■ What you have to do
Here are some records; quote them exactly, leaving out the pictures.

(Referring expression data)
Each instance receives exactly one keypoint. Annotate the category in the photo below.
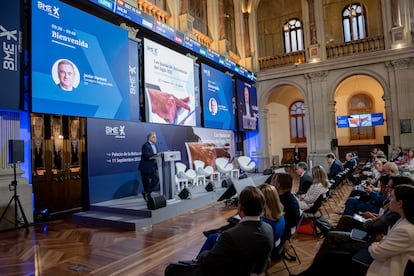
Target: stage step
(113, 220)
(132, 214)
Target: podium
(169, 172)
(166, 171)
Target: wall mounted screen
(218, 98)
(169, 86)
(247, 106)
(360, 120)
(79, 63)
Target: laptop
(363, 257)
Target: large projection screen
(169, 86)
(79, 63)
(218, 98)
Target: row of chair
(201, 173)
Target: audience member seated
(273, 213)
(367, 169)
(335, 166)
(319, 187)
(350, 165)
(338, 246)
(368, 200)
(375, 223)
(409, 162)
(392, 253)
(283, 183)
(305, 179)
(397, 154)
(241, 250)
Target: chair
(314, 210)
(246, 163)
(183, 173)
(201, 170)
(224, 166)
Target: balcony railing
(366, 45)
(282, 60)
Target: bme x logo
(8, 34)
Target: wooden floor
(63, 248)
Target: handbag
(210, 187)
(184, 194)
(306, 227)
(323, 224)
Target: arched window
(227, 24)
(297, 122)
(293, 36)
(361, 104)
(353, 20)
(198, 9)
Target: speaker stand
(17, 203)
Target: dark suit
(292, 212)
(148, 168)
(242, 249)
(335, 168)
(305, 181)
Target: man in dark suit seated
(335, 166)
(305, 179)
(148, 166)
(241, 250)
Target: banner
(10, 55)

■ Result of the exercise
Each instance receives exactly one keypoint. Annotate the category in the photo below.
Target: stage step
(113, 220)
(132, 214)
Target: podium
(169, 172)
(166, 171)
Target: wall mounted screen
(218, 98)
(169, 86)
(247, 106)
(360, 120)
(79, 63)
Target: laptop
(363, 257)
Target: large projection screen
(169, 86)
(79, 63)
(218, 98)
Target: row of chair
(201, 173)
Target: audience member seated
(273, 213)
(367, 169)
(335, 166)
(319, 187)
(350, 165)
(338, 246)
(368, 200)
(375, 223)
(409, 162)
(392, 253)
(283, 183)
(305, 179)
(397, 154)
(241, 250)
Target: chair
(314, 210)
(246, 163)
(183, 173)
(201, 170)
(224, 166)
Target: balcony railing
(366, 45)
(282, 60)
Target: bme x logo
(8, 34)
Target: wooden floor
(63, 248)
Target: handbag
(210, 187)
(184, 194)
(306, 227)
(323, 224)
Target: arched window
(227, 24)
(297, 122)
(293, 36)
(361, 104)
(353, 20)
(198, 9)
Target: speaker stand
(17, 203)
Target: dark suit
(292, 212)
(148, 168)
(242, 249)
(335, 168)
(305, 181)
Target: man in dark suit seated
(335, 166)
(305, 179)
(148, 166)
(241, 250)
Target: banner
(10, 55)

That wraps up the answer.